## STATED TASK
Copy out every line of the entries below that contains the string "mark". Case counts when matching.

- - - -

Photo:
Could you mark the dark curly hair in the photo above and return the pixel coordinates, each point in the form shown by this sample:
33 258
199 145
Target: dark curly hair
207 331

- - - -

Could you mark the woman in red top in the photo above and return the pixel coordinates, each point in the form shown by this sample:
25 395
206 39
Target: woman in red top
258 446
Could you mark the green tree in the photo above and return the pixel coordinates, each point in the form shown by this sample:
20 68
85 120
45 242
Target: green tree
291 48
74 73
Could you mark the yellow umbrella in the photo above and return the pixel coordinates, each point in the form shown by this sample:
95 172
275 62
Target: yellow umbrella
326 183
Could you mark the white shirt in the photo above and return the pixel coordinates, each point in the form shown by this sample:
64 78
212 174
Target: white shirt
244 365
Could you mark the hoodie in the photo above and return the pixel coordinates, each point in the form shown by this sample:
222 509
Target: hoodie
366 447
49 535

- - - -

## THE OUTPUT
Could you mark the dark curly hair in the photo above and return the pixel coordinates, each point in the form shown by this sample:
Could you mark the woman in red top in the photo above and return the pixel coordinates, each point in the form shown by this sample:
Could you mark the green tree in the photo above and return the pixel coordinates, each point in the form shown by this sample:
Could you mark the yellow umbrella in the photo above and return the pixel coordinates, each point in the form shown by this sample:
Could you mark the white shirt in the photo above and return the pixel coordinates, each point in the form shown by this sample:
Could you mark the hoodie in the photo above and return the pixel coordinates, each point in the form shown by this sample:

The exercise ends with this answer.